Annotation dataset entries
------------------------------------------------

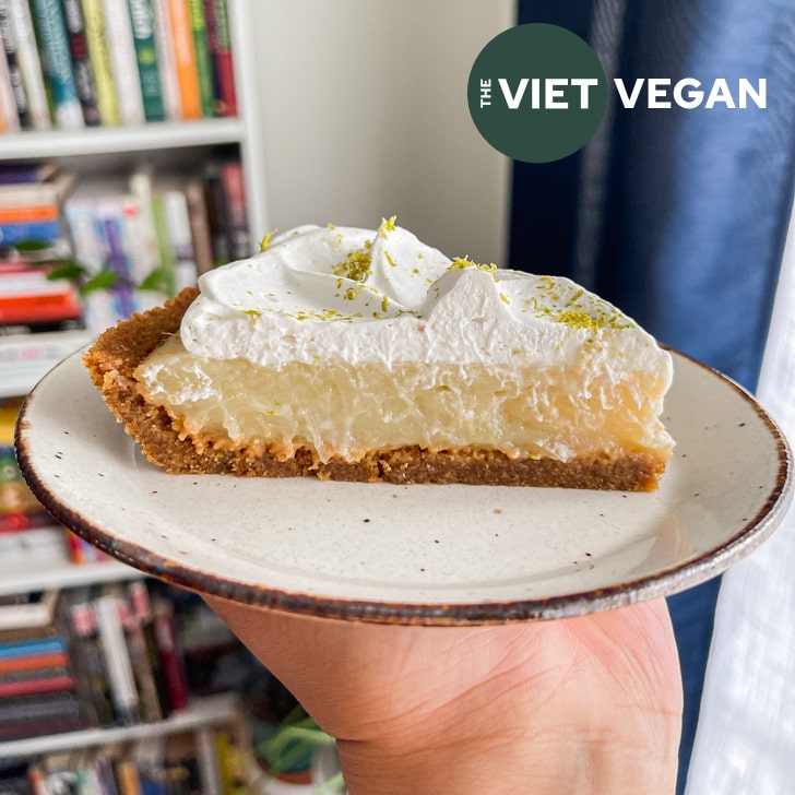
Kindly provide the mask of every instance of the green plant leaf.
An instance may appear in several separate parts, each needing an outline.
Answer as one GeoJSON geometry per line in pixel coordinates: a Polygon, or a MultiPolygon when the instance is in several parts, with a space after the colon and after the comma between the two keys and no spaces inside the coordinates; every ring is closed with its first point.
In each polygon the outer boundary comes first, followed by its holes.
{"type": "Polygon", "coordinates": [[[119,274],[112,271],[99,271],[81,286],[81,295],[88,295],[97,289],[108,289],[119,282],[119,274]]]}
{"type": "Polygon", "coordinates": [[[155,268],[146,278],[138,285],[139,289],[156,289],[161,293],[168,293],[169,280],[164,268],[155,268]]]}

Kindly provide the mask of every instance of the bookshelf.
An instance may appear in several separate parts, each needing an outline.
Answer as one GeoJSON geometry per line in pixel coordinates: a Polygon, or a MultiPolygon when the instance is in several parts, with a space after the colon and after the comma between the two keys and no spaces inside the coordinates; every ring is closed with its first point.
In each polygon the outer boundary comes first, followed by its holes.
{"type": "MultiPolygon", "coordinates": [[[[176,166],[189,173],[194,169],[198,174],[213,153],[233,153],[242,166],[248,227],[251,239],[256,241],[270,229],[262,112],[254,57],[258,31],[252,24],[256,2],[227,0],[236,116],[76,130],[54,128],[7,131],[0,134],[0,164],[51,161],[75,173],[79,180],[83,176],[106,175],[110,179],[118,174],[130,174],[142,164],[151,165],[155,170],[162,166],[176,166]]],[[[54,332],[56,335],[61,333],[64,332],[54,332]]],[[[43,339],[39,339],[40,342],[43,339]]],[[[88,342],[90,337],[75,337],[73,349],[88,342]]],[[[16,344],[21,344],[19,340],[16,344]]],[[[24,361],[24,356],[11,349],[9,339],[0,336],[0,399],[29,392],[68,353],[71,351],[54,347],[49,356],[24,361]],[[4,365],[7,361],[11,363],[8,367],[4,365]]],[[[63,560],[47,560],[27,569],[19,565],[3,566],[0,560],[0,596],[56,588],[66,591],[86,585],[127,583],[141,578],[143,574],[140,571],[114,560],[73,565],[64,555],[63,560]]],[[[236,693],[200,697],[191,699],[187,708],[157,722],[0,741],[0,760],[25,760],[71,749],[195,732],[203,727],[229,724],[239,714],[239,707],[236,693]]]]}
{"type": "Polygon", "coordinates": [[[36,567],[35,571],[20,571],[19,566],[4,568],[0,563],[0,596],[25,591],[47,591],[51,588],[100,585],[106,582],[122,582],[142,577],[144,577],[143,572],[115,560],[78,566],[64,558],[60,562],[36,567]]]}
{"type": "Polygon", "coordinates": [[[105,168],[123,166],[130,156],[142,153],[157,153],[159,157],[164,152],[190,154],[211,146],[236,146],[244,165],[249,228],[254,237],[261,237],[270,226],[254,58],[257,31],[251,24],[256,1],[227,0],[237,117],[4,133],[0,135],[0,163],[55,159],[80,173],[97,164],[105,168]]]}
{"type": "Polygon", "coordinates": [[[137,723],[132,726],[85,728],[43,737],[0,743],[0,759],[19,759],[43,754],[90,748],[112,743],[129,743],[144,737],[190,732],[204,726],[230,723],[239,712],[239,701],[232,693],[197,698],[190,707],[157,723],[137,723]]]}

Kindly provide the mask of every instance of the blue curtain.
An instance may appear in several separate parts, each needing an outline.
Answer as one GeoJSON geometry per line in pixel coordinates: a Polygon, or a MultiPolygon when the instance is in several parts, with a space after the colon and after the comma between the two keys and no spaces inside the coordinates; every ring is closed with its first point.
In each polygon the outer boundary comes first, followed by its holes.
{"type": "MultiPolygon", "coordinates": [[[[520,0],[518,21],[573,31],[629,85],[767,79],[764,109],[612,102],[581,152],[514,164],[511,207],[512,268],[571,276],[752,390],[793,206],[795,2],[520,0]]],[[[669,600],[685,683],[679,792],[719,586],[669,600]]]]}

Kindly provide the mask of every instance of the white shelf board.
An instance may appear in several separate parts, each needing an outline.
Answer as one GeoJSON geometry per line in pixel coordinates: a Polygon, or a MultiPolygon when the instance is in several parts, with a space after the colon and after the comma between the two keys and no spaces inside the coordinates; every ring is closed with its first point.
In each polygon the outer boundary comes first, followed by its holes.
{"type": "Polygon", "coordinates": [[[82,130],[25,130],[0,137],[0,161],[121,154],[240,143],[240,119],[156,121],[135,127],[88,127],[82,130]]]}
{"type": "Polygon", "coordinates": [[[156,723],[137,723],[132,726],[109,728],[85,728],[79,732],[49,734],[0,743],[0,759],[20,759],[39,754],[66,751],[72,748],[87,748],[108,743],[126,743],[143,737],[189,732],[201,726],[217,725],[232,721],[238,709],[238,699],[233,693],[221,693],[193,699],[191,704],[156,723]]]}
{"type": "MultiPolygon", "coordinates": [[[[26,569],[22,569],[17,562],[10,571],[5,571],[0,561],[0,595],[45,591],[49,588],[78,588],[134,580],[139,577],[144,577],[144,573],[116,560],[81,565],[63,561],[26,569]]],[[[0,752],[0,759],[2,759],[2,752],[0,752]]]]}

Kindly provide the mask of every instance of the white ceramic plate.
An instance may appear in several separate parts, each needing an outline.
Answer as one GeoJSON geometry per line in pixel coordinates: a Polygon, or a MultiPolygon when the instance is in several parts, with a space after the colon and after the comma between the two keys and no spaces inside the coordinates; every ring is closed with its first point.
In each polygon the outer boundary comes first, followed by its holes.
{"type": "Polygon", "coordinates": [[[674,358],[676,453],[653,494],[168,475],[138,452],[79,355],[28,396],[17,455],[63,524],[198,591],[393,624],[570,616],[714,577],[790,502],[791,453],[768,415],[674,358]]]}

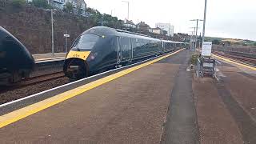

------------------------------------------------

* _Work to do_: Give everything from the line containing "Kindly provide the mask of every instance of the white ceramic" down to the end of the items as a JSON list of strings, one per line, with blank lines and pictures omitted.

* _Result of this task_:
[
  "Kindly provide the mask of every instance of the white ceramic plate.",
  "An instance may appear in several separate parts, each needing an outline.",
  "Answer as one GeoJSON geometry per line in pixel coordinates: a Polygon, or a MultiPolygon when the instance is in several parts, with a space after the colon and after the comma between the two keys and no spaces inside the coordinates; every ring is closed with its first point.",
  "In each polygon the outer boundary comes first, followed by its holes.",
  "{\"type\": \"Polygon\", \"coordinates\": [[[674,358],[676,453],[653,494],[168,475],[138,452],[79,355],[28,396],[17,455],[63,524],[198,591],[393,624],[570,616],[714,577],[790,502],[791,453],[768,415],[674,358]]]}"
]